§ **ACTION ITEM**: Please output the data exactly, minus pictures.

§ **DATA PROVIDED**:
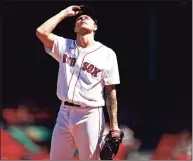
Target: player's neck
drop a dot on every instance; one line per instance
(85, 41)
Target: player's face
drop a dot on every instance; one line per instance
(85, 23)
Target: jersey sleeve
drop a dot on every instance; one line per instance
(59, 47)
(113, 73)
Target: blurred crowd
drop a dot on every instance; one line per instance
(26, 134)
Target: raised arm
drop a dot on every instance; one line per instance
(111, 103)
(44, 32)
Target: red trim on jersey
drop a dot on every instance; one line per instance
(81, 68)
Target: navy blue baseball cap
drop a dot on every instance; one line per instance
(86, 10)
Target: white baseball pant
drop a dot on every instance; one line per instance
(80, 128)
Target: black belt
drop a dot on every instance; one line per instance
(71, 104)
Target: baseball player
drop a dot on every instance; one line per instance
(86, 68)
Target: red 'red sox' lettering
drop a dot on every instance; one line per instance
(90, 68)
(70, 61)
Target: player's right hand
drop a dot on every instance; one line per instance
(72, 11)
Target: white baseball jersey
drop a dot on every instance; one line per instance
(83, 72)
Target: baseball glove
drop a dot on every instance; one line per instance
(112, 142)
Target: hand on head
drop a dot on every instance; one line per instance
(72, 11)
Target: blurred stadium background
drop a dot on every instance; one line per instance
(153, 46)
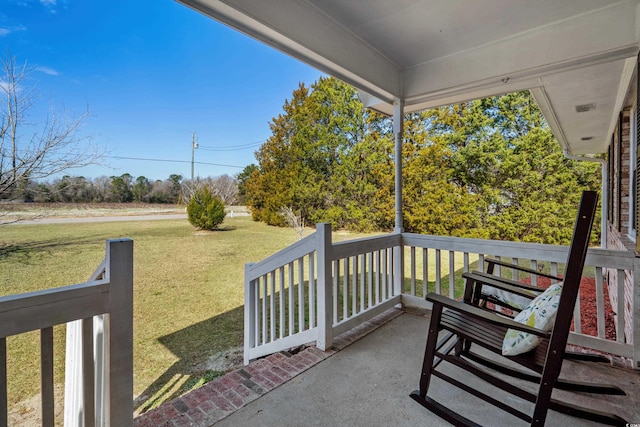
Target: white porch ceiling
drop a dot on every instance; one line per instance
(428, 53)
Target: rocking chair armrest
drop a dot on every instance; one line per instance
(501, 283)
(478, 313)
(491, 261)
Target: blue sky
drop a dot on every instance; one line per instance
(152, 72)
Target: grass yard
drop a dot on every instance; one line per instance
(188, 295)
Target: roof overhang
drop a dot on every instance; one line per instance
(428, 53)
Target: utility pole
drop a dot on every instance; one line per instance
(194, 145)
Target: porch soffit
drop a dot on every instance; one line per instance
(431, 52)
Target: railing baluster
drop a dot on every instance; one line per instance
(534, 266)
(354, 287)
(370, 272)
(4, 413)
(336, 277)
(385, 278)
(301, 294)
(256, 307)
(600, 302)
(378, 270)
(292, 308)
(452, 274)
(363, 269)
(413, 270)
(438, 267)
(88, 375)
(46, 379)
(577, 323)
(345, 289)
(283, 308)
(264, 280)
(312, 291)
(272, 306)
(620, 308)
(425, 271)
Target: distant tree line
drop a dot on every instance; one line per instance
(124, 188)
(489, 168)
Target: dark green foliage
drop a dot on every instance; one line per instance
(205, 211)
(487, 168)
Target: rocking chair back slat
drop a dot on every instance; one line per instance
(468, 326)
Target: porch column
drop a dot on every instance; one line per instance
(398, 131)
(325, 287)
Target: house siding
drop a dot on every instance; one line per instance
(618, 228)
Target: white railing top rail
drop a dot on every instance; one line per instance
(55, 306)
(283, 257)
(364, 245)
(537, 251)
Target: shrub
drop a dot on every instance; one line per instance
(205, 211)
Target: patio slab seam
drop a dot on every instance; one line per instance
(234, 390)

§ **RESPONSE TO THIS EXERCISE**:
Target: player's neck
drop a dot on every instance; one line per instance
(85, 41)
Target: player's face
drop a dot on every instance; one line per instance
(85, 23)
Target: jersey sleeve
drop a dot on every instance; one line per instance
(59, 47)
(113, 73)
Target: blurred crowd
drop a dot on every instance; one line per instance
(26, 134)
Target: raised arm
drop a dot on every instance; one line per instance
(111, 103)
(44, 32)
Target: red trim on jersey
drop a dot on every instance; one line per instance
(81, 68)
Target: navy blue baseball cap
drop a dot on every instance; one line per instance
(86, 10)
Target: white baseball pant
drop a dot on every instance; one line per instance
(80, 128)
Target: black belt
drop a dot on every instance; one line per instance
(71, 104)
Target: baseball player
drop a dot on every instance; one line per instance
(86, 68)
Target: red 'red sox' lettering
drop a dot on every instance; one line per instance
(90, 68)
(70, 61)
Target: player's right hand
drop a dot on every instance; one line per instance
(72, 11)
Target: white baseball jersey
drop a dot on every instance; one line per instance
(83, 72)
Target: baseball glove
drop a dot on every instance; one line per instance
(112, 142)
Target: hand on head
drop a dot on every instance; one line per instance
(72, 11)
Target: blurred stadium background
drop a dot on every instance; one line per instance
(153, 46)
Target: white porch ceiling
drop a dot on every instance; one line per instance
(428, 53)
Target: rocking chair armrest
drop a dot on every instance; one line per instance
(501, 283)
(478, 313)
(491, 261)
Target: blue sky
drop a dot on every instance; one line per instance
(152, 72)
Target: grass yard
drop a dot on every instance; one line per instance
(188, 295)
Target: roof overhang
drop a dot on every instance; one line per instance
(428, 53)
Target: utility pole
drop a dot on every instance; one line per instance
(194, 145)
Target: porch soffit
drop a dot on every instance; one line per instance
(431, 52)
Target: railing baluster
drop a dot on every instance; one line per instance
(534, 266)
(354, 287)
(370, 272)
(4, 413)
(336, 277)
(385, 278)
(301, 294)
(256, 307)
(600, 302)
(378, 270)
(292, 308)
(452, 274)
(363, 269)
(413, 270)
(438, 267)
(88, 375)
(46, 379)
(577, 323)
(345, 289)
(283, 308)
(264, 280)
(312, 291)
(272, 306)
(620, 308)
(425, 271)
Target: distant tree line
drop a dot on every instance; one line per instance
(124, 188)
(489, 168)
Target: dark green foliage
drop a dot on every instance; one line per instance
(205, 211)
(487, 168)
Target: rocking chair back slat
drop a dot on every instance; one line per instance
(468, 326)
Target: porch column
drop a dot on every instance; one line per instance
(398, 131)
(325, 287)
Target: house siding
drop a dot on every instance; one line per instance
(618, 228)
Target: white railing top rail
drop a dot on every instance; one line per instance
(55, 306)
(283, 257)
(364, 245)
(537, 251)
Target: shrub
drop a dot on every instance; one line per instance
(205, 211)
Target: patio slab seam
drop a dot on every instance; one line per instance
(234, 390)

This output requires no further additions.